[Problem description]:
Set down each line of the material that follows, exactly, with no pictures.

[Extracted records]
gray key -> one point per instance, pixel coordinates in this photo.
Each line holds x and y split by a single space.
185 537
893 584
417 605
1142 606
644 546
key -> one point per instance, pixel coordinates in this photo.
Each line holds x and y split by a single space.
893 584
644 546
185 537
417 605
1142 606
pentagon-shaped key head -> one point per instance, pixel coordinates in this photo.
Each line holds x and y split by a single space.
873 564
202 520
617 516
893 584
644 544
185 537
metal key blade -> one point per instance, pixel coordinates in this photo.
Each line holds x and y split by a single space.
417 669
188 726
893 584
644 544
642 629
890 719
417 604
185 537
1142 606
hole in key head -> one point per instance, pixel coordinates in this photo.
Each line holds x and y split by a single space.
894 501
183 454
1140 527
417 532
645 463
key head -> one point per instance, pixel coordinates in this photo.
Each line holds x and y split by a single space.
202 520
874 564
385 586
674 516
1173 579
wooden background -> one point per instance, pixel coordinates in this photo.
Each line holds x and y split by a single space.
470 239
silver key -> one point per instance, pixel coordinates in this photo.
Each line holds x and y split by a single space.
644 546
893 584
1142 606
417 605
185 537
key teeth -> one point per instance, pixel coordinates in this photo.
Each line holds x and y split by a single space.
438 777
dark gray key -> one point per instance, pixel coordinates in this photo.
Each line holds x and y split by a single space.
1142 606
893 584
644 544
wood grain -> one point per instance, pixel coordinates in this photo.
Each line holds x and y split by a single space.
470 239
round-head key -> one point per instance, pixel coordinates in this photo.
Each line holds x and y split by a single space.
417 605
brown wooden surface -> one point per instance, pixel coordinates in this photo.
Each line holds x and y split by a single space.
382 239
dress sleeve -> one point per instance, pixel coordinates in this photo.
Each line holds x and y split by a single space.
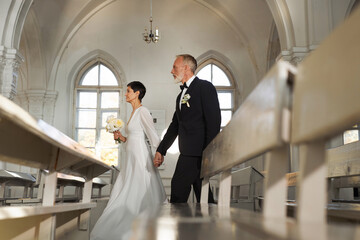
147 124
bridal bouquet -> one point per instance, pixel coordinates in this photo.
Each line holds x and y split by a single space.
113 124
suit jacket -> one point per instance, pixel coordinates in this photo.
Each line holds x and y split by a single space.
196 124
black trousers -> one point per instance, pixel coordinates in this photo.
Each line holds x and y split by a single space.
187 173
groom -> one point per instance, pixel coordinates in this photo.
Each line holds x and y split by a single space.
196 121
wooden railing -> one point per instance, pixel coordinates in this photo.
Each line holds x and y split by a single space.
27 141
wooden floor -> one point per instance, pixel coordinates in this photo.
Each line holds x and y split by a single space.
191 221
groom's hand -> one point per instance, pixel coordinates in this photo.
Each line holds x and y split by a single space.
158 159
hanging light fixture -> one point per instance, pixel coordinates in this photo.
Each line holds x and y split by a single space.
151 36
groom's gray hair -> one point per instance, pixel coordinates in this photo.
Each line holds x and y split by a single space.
189 60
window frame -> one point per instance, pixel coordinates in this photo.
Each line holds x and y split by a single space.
222 89
99 111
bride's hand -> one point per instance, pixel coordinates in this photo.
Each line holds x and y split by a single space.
158 159
117 135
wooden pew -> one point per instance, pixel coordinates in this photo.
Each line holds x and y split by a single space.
326 101
262 126
264 113
27 141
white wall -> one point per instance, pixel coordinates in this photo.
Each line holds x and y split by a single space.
116 31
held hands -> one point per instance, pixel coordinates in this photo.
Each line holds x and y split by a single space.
119 137
158 159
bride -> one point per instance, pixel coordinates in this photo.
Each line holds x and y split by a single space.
138 186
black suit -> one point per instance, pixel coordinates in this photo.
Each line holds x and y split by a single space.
196 125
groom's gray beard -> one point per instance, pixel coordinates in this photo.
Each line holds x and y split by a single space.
177 79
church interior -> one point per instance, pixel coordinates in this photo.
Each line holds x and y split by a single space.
286 164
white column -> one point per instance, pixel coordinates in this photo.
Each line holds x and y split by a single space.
303 24
10 60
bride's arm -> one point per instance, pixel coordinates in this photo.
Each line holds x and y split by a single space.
148 126
118 135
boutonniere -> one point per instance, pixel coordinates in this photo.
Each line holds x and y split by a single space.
186 100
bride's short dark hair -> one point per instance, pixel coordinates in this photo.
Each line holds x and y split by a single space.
138 86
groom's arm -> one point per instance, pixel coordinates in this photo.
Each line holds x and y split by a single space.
169 137
211 111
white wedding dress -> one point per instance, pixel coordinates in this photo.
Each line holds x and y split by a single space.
138 185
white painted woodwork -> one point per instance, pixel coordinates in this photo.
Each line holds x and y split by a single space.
50 189
224 188
87 191
204 191
28 211
261 114
332 105
312 183
2 190
275 192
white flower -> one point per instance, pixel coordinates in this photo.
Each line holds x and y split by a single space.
185 100
113 124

[Exercise result]:
gray key -> one point per instance, pixel coordinates in this photo.
Each line holds x and y split by a single space.
185 537
893 584
417 605
1142 606
644 546
key -> one point per instance, pixel coordinates in this photo.
Each line holds x and y split by a single space.
893 584
644 546
185 537
417 605
1142 606
pentagon-shaped key head -> one point per instance, pixel coordinates in this photo.
Each line holds x and y split by a single space.
873 564
202 520
617 516
893 584
644 544
185 537
metal key blade -> one point per instance, pixel coordinates in this photo.
Each line holds x and y split by a single space.
417 669
188 726
893 584
644 544
642 629
890 719
417 604
185 537
1142 606
hole in key head -> one point per instance, pixel coordinates in this photo.
Each line holds x and y split by a single space.
894 501
183 454
1140 527
417 532
645 463
key head -> one point per instance, pixel coordinates in this photo.
Each line holds x and y split by a single space.
202 520
874 564
385 586
674 516
1173 579
wooden background -> one point per instance, pixel coordinates in this photo.
Each line holds x and y split by a single space.
470 239
silver key -> one point per instance, pixel coordinates in this photo.
Each line holds x and y split by a single space.
644 546
893 584
1142 606
417 605
185 537
key teeth -> one point per instance, pixel coordinates in this photo.
Each line holds x and y split by a single space.
438 777
dark gray key -> one point per instance, pixel coordinates in this photo.
Each line holds x and y split by a single space.
1142 606
893 584
644 544
wood grain -> one point per instance, pixel coordinates in this photo.
Each line holds x and y split by a single space.
470 239
round-head key -> one point per instance, pixel coordinates in this photo.
Each line holds x and y split by a single space.
417 605
brown wooden surface -> one point per instance, pixel coordinates in this photo.
Each line holds x and y split by a single space.
382 239
dress sleeve -> one point per instance, pixel coordinates in this photo.
Each line holds x and y split by a single space.
147 124
bridal bouquet -> one point per instance, pixel coordinates in this photo.
Each line holds x and y split by a single space.
113 124
suit jacket -> one point per instance, pixel coordinates in this photo.
Each line holds x and y split by a single space.
196 124
black trousers -> one point per instance, pixel coordinates in this photo.
Each line holds x and y split by a single space.
187 173
groom -> one point per instance, pixel coordinates in this photo.
Each line holds x and y split by a single space.
196 121
wooden railing -> one point per instance, pixel coordinates in this photo.
Each line holds x and y split by a single space.
27 141
wooden floor -> one point per instance, pixel coordinates in this photo.
Each line holds x and y split by a single space.
191 221
groom's hand -> one point per instance, pixel coordinates in this photo.
Each line holds x and y split by a single space.
158 159
hanging light fixture -> one point per instance, pixel coordinates in this photo.
Each line holds x and y split by a single space.
151 36
groom's gray hair -> one point per instance, pixel coordinates in this photo.
Each line holds x and y split by a single space.
189 60
window frame -> one point per instance, pixel coordinates in this photo.
Each line holds x and y split by a single space.
222 89
99 111
bride's hand -> one point per instance, pixel coordinates in this photo.
Each line holds x and y split by a single space.
158 159
117 135
wooden pew -> one point per instance, pixel coordinates in this photo.
Each line holds x and y split by a single space.
326 101
262 126
264 113
27 141
white wall -> one point per instance, pixel coordinates in this photo.
Each line holds x and y split by a single space.
116 31
held hands -> one point per instance, pixel coordinates in this photo.
Each line holds x and y split by a single space.
119 137
158 159
bride -> one point per instance, pixel coordinates in this photo.
Each line holds x and y split by a single space.
138 186
black suit -> one point per instance, pixel coordinates in this photo.
Each line holds x and y split by a single space.
196 125
groom's gray beard -> one point per instance, pixel coordinates in this photo.
Each line holds x and y split by a single space.
177 79
church interior -> one point per instance, pixel coordinates in this photo.
Each line holds x and y split by a single space.
286 164
white column -> one point per instance, pixel coordinates in this photo.
Each line holds x and y split by a single space.
303 24
10 60
bride's arm -> one point per instance, pixel coordinates in this photo.
Each line holds x and y split by a single space.
148 126
118 135
boutonniere -> one point per instance, pixel coordinates in this photo.
Each line holds x and y split by a single space.
186 100
bride's short dark hair -> one point per instance, pixel coordinates in this photo.
Each line holds x and y split by a single space.
138 86
groom's arm -> one point per instance, pixel coordinates in this photo.
Each line holds x and y split by a single space.
169 137
211 111
white wedding dress -> one point per instance, pixel coordinates in this photo.
Each line holds x and y split by a single space.
138 185
white painted woodwork -> one point per instance, pixel coordinates in this photo.
Each line holds x and y split by a single space.
50 189
224 188
87 191
204 191
28 211
261 114
332 105
312 183
2 190
275 192
white flower -> one point per instance, pixel coordinates in this photo.
Each line holds x and y split by a single space.
185 100
113 124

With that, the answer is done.